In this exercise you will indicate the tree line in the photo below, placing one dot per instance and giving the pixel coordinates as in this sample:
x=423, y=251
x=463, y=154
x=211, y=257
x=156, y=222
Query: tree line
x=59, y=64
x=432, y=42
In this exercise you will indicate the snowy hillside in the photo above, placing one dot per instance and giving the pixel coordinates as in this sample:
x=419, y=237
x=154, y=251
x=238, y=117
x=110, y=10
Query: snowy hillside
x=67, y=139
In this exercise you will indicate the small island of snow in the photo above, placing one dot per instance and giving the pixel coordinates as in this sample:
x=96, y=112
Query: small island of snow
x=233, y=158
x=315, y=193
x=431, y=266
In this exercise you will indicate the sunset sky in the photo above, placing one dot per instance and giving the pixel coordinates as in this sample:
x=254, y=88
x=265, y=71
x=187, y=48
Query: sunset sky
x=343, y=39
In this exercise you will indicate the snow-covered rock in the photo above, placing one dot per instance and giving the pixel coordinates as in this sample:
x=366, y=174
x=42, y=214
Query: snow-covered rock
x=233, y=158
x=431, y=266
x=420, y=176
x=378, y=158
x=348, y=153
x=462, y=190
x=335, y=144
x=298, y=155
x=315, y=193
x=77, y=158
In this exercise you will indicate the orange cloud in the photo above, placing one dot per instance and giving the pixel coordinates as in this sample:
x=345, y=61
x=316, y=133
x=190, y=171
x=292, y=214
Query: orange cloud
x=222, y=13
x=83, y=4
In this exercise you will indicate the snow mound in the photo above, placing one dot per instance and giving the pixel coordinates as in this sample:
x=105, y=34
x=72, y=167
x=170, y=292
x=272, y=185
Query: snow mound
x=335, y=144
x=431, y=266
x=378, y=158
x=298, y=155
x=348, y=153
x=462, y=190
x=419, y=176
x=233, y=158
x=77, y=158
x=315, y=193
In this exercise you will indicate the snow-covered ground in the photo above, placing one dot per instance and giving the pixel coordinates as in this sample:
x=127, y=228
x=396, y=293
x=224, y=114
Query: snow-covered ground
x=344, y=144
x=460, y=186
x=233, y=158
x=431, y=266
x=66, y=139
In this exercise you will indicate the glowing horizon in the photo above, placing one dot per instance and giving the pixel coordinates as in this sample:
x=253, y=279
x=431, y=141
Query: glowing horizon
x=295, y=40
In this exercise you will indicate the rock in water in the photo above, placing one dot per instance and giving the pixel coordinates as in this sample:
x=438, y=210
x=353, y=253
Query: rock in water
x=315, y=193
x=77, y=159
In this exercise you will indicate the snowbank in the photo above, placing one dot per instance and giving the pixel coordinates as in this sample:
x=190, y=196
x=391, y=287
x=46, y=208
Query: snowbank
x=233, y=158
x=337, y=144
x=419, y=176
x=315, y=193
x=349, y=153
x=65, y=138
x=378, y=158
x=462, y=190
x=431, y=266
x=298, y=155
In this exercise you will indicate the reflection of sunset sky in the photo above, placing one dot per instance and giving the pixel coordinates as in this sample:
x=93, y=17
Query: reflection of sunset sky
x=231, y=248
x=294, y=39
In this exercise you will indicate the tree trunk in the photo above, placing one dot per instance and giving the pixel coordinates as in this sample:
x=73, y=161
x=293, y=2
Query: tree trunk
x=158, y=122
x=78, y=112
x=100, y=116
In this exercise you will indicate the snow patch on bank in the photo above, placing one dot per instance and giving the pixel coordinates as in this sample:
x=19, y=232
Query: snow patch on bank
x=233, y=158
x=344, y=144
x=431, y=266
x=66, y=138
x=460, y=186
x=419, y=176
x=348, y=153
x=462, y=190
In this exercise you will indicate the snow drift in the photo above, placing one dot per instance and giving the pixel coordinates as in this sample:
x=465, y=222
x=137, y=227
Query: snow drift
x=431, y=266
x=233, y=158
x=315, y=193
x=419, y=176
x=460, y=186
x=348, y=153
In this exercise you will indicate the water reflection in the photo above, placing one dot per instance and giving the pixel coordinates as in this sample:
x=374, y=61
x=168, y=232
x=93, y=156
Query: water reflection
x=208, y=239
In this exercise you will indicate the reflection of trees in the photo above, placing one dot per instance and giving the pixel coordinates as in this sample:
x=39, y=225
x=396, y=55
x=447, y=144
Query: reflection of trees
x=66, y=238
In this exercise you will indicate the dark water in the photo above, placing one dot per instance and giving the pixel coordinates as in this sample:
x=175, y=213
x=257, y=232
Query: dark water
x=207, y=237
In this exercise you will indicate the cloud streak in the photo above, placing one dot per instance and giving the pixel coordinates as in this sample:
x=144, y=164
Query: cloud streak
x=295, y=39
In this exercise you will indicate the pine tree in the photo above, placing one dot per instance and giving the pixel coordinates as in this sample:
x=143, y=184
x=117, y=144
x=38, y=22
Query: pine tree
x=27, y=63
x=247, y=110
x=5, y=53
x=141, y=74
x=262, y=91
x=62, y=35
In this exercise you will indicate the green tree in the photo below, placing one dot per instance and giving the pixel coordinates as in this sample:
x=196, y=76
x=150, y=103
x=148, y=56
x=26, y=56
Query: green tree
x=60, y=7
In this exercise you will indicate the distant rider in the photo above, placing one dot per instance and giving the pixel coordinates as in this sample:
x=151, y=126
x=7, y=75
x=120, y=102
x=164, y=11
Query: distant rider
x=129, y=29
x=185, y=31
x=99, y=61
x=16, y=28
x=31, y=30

■ ■ ■

Copy the data above line for line, with no changes.

Expected answer:
In this exercise you will indicate the tree line in the photo below, placing one dot per instance and giving the pixel coordinates as in this sample:
x=423, y=251
x=463, y=154
x=211, y=257
x=156, y=222
Query: tree line
x=59, y=64
x=432, y=42
In this exercise you will indicate the snowy hillside in the photo above, placing one dot per instance and giving the pixel coordinates as in this sample:
x=419, y=237
x=154, y=251
x=238, y=117
x=110, y=10
Query: snowy hillside
x=67, y=139
In this exercise you will indicate the small island of snow in the photo above, placing one dot per instance and giving the pixel coordinates as in this sample:
x=96, y=112
Query: small island of snow
x=233, y=158
x=315, y=193
x=431, y=266
In this exercise you will indicate the sunset sky in the photo above, placing one dot per instance and giving the pixel coordinates as in this sample:
x=254, y=88
x=265, y=71
x=187, y=48
Query: sunset sky
x=343, y=39
In this exercise you will indicate the snow-covered rock in the photo above, placing one dot per instance and giving the pixel coordinates as in this sample:
x=366, y=174
x=42, y=214
Query: snow-covered rock
x=233, y=158
x=431, y=266
x=420, y=176
x=378, y=158
x=348, y=153
x=462, y=190
x=335, y=144
x=298, y=155
x=315, y=193
x=77, y=158
In this exercise you will indicate the orange cloud in the photo above, placing one dot per instance and giving the pixel coordinates as in this sample:
x=345, y=61
x=316, y=133
x=190, y=171
x=292, y=214
Query: orange cloud
x=222, y=13
x=83, y=4
In this exercise you will indicate the snow mound in the photo above, placing one dot per instance and giving the pixel coordinates as in this sample:
x=105, y=34
x=72, y=167
x=170, y=292
x=272, y=185
Query: snow mound
x=335, y=144
x=431, y=266
x=378, y=158
x=298, y=155
x=348, y=153
x=462, y=190
x=419, y=176
x=233, y=158
x=77, y=158
x=315, y=193
In this exercise you will indicate the snow-covered ground in the photo above, placing one dot per instance and giving the pixel coordinates as in this sample:
x=127, y=228
x=396, y=293
x=224, y=114
Query: snow-covered ground
x=344, y=144
x=460, y=186
x=233, y=158
x=431, y=266
x=66, y=139
In this exercise you will indicate the glowing horizon in the photo above, placing one dot per instance and giving the pixel coordinates as in this sample:
x=253, y=279
x=431, y=141
Query: glowing horizon
x=295, y=40
In this exercise you will indicate the rock in water in the photo above, placing one dot per instance and giving the pixel coordinates as in this sample:
x=438, y=210
x=353, y=253
Query: rock in water
x=315, y=193
x=77, y=159
In this exercise you will indicate the snowbank in the photo above, placing one dot per instance and giving the pixel coordinates as in this sample:
x=190, y=196
x=391, y=287
x=46, y=208
Query: snowbank
x=233, y=158
x=337, y=144
x=419, y=176
x=315, y=193
x=349, y=153
x=65, y=138
x=378, y=158
x=462, y=190
x=431, y=266
x=298, y=155
In this exercise you will indicate the reflection of sunset sky in the photo above, placing one dot per instance and giving the pixel coordinates as in this sample:
x=93, y=17
Query: reflection of sunset sky
x=231, y=248
x=294, y=39
In this exercise you will indicate the tree trunk in the photo above, placing one dot per instance and giving the pixel coordinates as in this sample:
x=73, y=161
x=293, y=2
Query: tree trunk
x=158, y=122
x=78, y=112
x=100, y=116
In this exercise you will indicate the snow patch on bank in the photo above, placing one dot per instance and giving the pixel coordinates as in this sample:
x=19, y=232
Query: snow patch on bank
x=233, y=158
x=344, y=144
x=431, y=266
x=66, y=138
x=460, y=186
x=419, y=176
x=348, y=153
x=462, y=190
In this exercise you will indicate the snow drift in the photo above, placing one dot per instance and giving the pixel coordinates as in this sample:
x=465, y=222
x=137, y=227
Query: snow drift
x=431, y=266
x=233, y=158
x=315, y=193
x=419, y=176
x=460, y=186
x=348, y=153
In this exercise you will indicate the water reflection in the photo above, placing one dot per instance and giving the pixel coordinates as in this sample:
x=374, y=61
x=168, y=232
x=93, y=156
Query: water reflection
x=208, y=239
In this exercise you will indicate the reflection of trees in the photo above, placing one dot per instance and giving the pixel coordinates as in this sample:
x=39, y=225
x=396, y=55
x=447, y=144
Query: reflection of trees
x=66, y=238
In this exercise you will indicate the dark water in the photo above, placing one dot per instance and giving the pixel coordinates as in this sample:
x=175, y=213
x=257, y=232
Query: dark water
x=207, y=237
In this exercise you will indicate the cloud streak in the photo above, placing one dot per instance and giving the pixel coordinates as in this sample:
x=144, y=164
Query: cloud streak
x=295, y=39
In this exercise you will indicate the pine tree in the photo above, placing one dot per instance and giving the pixel coordinates as in this sample:
x=143, y=184
x=117, y=144
x=38, y=22
Query: pine tree
x=27, y=63
x=247, y=110
x=5, y=53
x=141, y=74
x=262, y=91
x=62, y=35
In this exercise you will indicate the green tree in the photo below, placing one dot per instance and giving the pixel coordinates as in this sample:
x=196, y=76
x=150, y=103
x=148, y=56
x=26, y=56
Query: green tree
x=60, y=7
In this exercise you will indicate the distant rider in the photo above, placing one dot per instance and giving the pixel coordinates as in this sample:
x=151, y=126
x=7, y=75
x=120, y=102
x=164, y=11
Query: distant rider
x=129, y=29
x=185, y=31
x=99, y=61
x=16, y=28
x=31, y=30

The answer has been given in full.